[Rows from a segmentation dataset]
------------------------

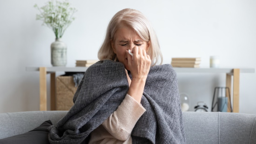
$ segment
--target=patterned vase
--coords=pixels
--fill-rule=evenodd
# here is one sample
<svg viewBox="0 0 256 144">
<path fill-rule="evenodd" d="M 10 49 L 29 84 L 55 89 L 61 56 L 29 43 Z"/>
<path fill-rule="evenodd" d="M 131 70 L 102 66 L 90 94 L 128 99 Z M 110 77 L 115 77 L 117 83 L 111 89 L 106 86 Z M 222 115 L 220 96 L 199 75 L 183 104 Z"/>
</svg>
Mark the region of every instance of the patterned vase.
<svg viewBox="0 0 256 144">
<path fill-rule="evenodd" d="M 56 38 L 51 45 L 51 62 L 54 66 L 67 65 L 67 45 L 61 38 Z"/>
</svg>

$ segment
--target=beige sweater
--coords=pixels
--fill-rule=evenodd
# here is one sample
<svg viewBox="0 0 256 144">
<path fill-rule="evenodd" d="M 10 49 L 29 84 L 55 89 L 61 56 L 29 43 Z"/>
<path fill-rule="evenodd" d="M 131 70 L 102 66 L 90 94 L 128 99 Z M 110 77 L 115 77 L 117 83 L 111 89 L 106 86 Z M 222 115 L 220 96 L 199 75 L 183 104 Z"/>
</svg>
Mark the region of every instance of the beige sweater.
<svg viewBox="0 0 256 144">
<path fill-rule="evenodd" d="M 145 111 L 141 104 L 126 94 L 116 111 L 92 131 L 89 144 L 132 144 L 131 133 Z"/>
</svg>

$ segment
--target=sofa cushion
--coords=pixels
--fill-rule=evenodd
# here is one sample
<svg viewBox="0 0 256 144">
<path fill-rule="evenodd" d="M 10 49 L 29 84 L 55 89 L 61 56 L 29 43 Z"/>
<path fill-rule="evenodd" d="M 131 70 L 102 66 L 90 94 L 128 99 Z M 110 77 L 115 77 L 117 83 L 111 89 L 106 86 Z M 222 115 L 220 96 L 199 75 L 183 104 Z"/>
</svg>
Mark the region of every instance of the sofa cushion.
<svg viewBox="0 0 256 144">
<path fill-rule="evenodd" d="M 47 128 L 52 125 L 51 120 L 44 122 L 39 126 L 24 134 L 0 139 L 0 144 L 50 144 Z"/>
</svg>

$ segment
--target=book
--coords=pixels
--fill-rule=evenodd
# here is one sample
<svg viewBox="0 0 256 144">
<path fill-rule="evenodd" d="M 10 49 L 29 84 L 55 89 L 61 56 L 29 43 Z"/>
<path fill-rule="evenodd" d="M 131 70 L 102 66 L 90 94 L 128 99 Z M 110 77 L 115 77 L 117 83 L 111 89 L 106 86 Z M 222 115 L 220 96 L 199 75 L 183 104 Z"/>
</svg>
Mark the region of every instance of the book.
<svg viewBox="0 0 256 144">
<path fill-rule="evenodd" d="M 99 60 L 77 60 L 76 64 L 94 64 L 99 61 Z"/>
<path fill-rule="evenodd" d="M 200 67 L 200 65 L 198 64 L 171 64 L 173 67 Z"/>
<path fill-rule="evenodd" d="M 94 64 L 76 64 L 75 66 L 83 66 L 83 67 L 89 67 Z"/>
<path fill-rule="evenodd" d="M 172 60 L 172 64 L 200 64 L 201 62 L 201 60 Z"/>
<path fill-rule="evenodd" d="M 201 61 L 201 58 L 172 58 L 172 61 L 173 60 L 194 60 L 194 61 Z"/>
</svg>

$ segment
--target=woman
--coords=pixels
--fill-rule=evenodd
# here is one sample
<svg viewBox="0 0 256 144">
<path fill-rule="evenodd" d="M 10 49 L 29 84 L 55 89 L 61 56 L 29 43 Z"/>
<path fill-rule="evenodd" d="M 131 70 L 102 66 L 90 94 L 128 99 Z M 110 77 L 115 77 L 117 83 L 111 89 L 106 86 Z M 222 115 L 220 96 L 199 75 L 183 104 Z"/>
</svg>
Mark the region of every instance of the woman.
<svg viewBox="0 0 256 144">
<path fill-rule="evenodd" d="M 49 129 L 51 143 L 185 143 L 175 73 L 170 65 L 155 65 L 162 61 L 158 42 L 141 12 L 113 17 L 98 57 L 74 106 Z"/>
</svg>

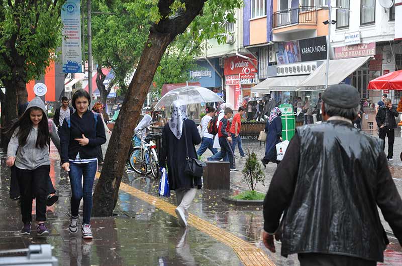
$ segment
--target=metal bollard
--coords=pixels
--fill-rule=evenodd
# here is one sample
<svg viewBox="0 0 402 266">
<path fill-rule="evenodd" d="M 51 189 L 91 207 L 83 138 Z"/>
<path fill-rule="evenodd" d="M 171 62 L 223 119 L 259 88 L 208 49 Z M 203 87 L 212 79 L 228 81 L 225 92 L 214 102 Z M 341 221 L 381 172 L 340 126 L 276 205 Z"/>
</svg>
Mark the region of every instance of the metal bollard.
<svg viewBox="0 0 402 266">
<path fill-rule="evenodd" d="M 0 266 L 13 265 L 46 265 L 57 266 L 57 259 L 52 256 L 53 247 L 49 244 L 30 245 L 28 248 L 0 251 Z M 2 256 L 13 254 L 26 256 Z"/>
</svg>

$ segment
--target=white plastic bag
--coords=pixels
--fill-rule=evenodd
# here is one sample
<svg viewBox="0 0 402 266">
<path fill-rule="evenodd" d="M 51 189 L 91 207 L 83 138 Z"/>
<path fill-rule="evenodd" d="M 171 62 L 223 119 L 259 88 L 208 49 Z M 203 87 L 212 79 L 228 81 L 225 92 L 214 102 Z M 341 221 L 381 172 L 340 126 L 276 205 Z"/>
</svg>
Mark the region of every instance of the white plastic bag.
<svg viewBox="0 0 402 266">
<path fill-rule="evenodd" d="M 167 178 L 167 172 L 165 167 L 161 168 L 160 171 L 162 175 L 159 181 L 159 187 L 158 192 L 159 196 L 163 196 L 168 198 L 170 196 L 170 189 L 169 188 L 169 181 Z"/>
<path fill-rule="evenodd" d="M 275 146 L 276 146 L 276 160 L 281 161 L 283 159 L 286 150 L 289 145 L 288 140 L 284 140 L 282 142 L 279 142 Z"/>
</svg>

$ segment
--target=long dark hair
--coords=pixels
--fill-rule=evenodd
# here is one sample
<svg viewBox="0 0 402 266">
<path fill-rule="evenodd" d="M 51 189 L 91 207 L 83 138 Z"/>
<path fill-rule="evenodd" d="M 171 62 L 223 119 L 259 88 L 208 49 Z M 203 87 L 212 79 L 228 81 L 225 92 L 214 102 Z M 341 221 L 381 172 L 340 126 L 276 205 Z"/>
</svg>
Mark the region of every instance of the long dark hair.
<svg viewBox="0 0 402 266">
<path fill-rule="evenodd" d="M 27 138 L 28 137 L 31 130 L 32 129 L 33 124 L 31 121 L 30 114 L 32 111 L 40 110 L 43 116 L 42 120 L 39 122 L 38 126 L 38 137 L 36 139 L 35 146 L 37 148 L 43 149 L 45 146 L 49 145 L 49 125 L 47 122 L 47 117 L 43 110 L 37 107 L 31 107 L 27 109 L 24 114 L 16 122 L 11 128 L 7 132 L 8 134 L 12 134 L 15 129 L 20 127 L 17 136 L 18 137 L 18 143 L 20 146 L 25 146 L 27 143 Z"/>
</svg>

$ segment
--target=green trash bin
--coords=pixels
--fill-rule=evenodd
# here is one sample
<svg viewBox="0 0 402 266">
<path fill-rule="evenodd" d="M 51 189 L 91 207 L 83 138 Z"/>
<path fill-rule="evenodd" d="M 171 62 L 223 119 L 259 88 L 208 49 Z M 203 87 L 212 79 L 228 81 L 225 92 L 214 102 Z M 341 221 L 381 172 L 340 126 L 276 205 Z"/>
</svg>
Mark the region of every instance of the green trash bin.
<svg viewBox="0 0 402 266">
<path fill-rule="evenodd" d="M 294 136 L 296 128 L 296 119 L 291 104 L 281 104 L 279 106 L 282 112 L 282 138 L 283 140 L 290 141 Z"/>
</svg>

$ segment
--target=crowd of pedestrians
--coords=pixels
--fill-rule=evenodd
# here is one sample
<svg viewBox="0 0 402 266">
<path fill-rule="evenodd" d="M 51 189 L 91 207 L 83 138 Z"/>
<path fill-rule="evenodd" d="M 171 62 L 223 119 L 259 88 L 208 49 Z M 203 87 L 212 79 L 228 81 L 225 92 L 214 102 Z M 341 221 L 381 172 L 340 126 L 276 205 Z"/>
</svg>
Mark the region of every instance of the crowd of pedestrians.
<svg viewBox="0 0 402 266">
<path fill-rule="evenodd" d="M 102 115 L 102 104 L 95 104 L 93 112 L 89 110 L 91 99 L 87 92 L 79 90 L 74 94 L 71 103 L 75 111 L 69 106 L 66 97 L 61 100 L 62 106 L 56 110 L 52 120 L 47 118 L 43 101 L 35 98 L 9 130 L 11 138 L 7 164 L 12 167 L 12 179 L 14 172 L 17 179 L 15 186 L 17 188 L 14 189 L 19 190 L 20 194 L 24 224 L 21 233 L 31 233 L 35 198 L 37 234 L 49 234 L 45 223 L 46 206 L 51 205 L 58 198 L 51 195 L 55 192 L 49 176 L 51 139 L 60 153 L 61 167 L 68 172 L 70 178 L 71 214 L 68 230 L 71 234 L 78 231 L 78 208 L 83 199 L 82 237 L 91 239 L 92 187 L 98 158 L 103 159 L 99 149 L 106 141 L 106 131 L 109 129 Z"/>
</svg>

------------------------

WHAT IS BEING ASKED — Count the lines in the entries above that contain the string "Mark", and give only the number.

EXERCISE RESPONSE — 10